Reproduce the stretch of entries from the line containing "Reviewer note: check that each instance of the green" through the end of the entries, copying every line word for word and nothing else.

■ PROVIDED DATA
══════════════════════════════
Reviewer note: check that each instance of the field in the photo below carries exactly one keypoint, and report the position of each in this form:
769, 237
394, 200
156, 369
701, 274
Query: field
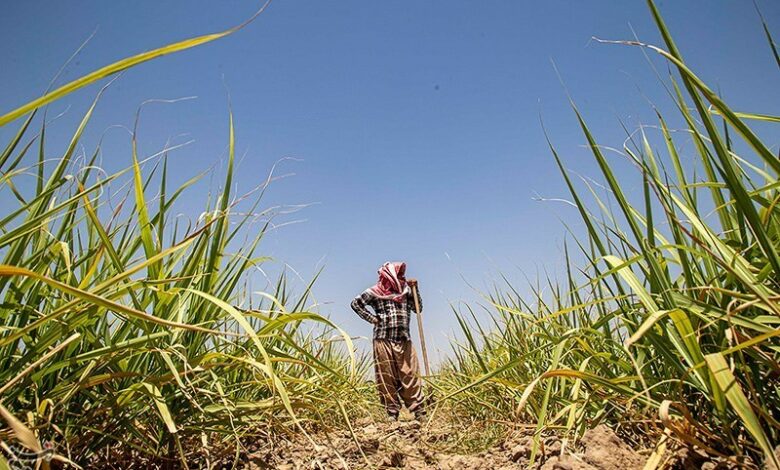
131, 336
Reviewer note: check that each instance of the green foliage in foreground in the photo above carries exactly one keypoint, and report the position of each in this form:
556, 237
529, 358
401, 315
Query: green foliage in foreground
120, 337
673, 324
118, 319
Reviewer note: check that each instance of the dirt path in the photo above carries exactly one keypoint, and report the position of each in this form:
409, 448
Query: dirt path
410, 445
══════════════════════════════
■ TASK ANSWER
Reviewer note: check that each instance of the green foliage in foreground in the photo above carries exactly one keypoint, and report the position of each in this form:
556, 237
529, 358
401, 315
Query: green foliage in foreground
120, 337
673, 324
118, 319
Reviewer note: check that each instance of the dirt path in the photo above carries exactly one keypoint, and report the position of each in this form:
409, 448
Query: dirt path
410, 445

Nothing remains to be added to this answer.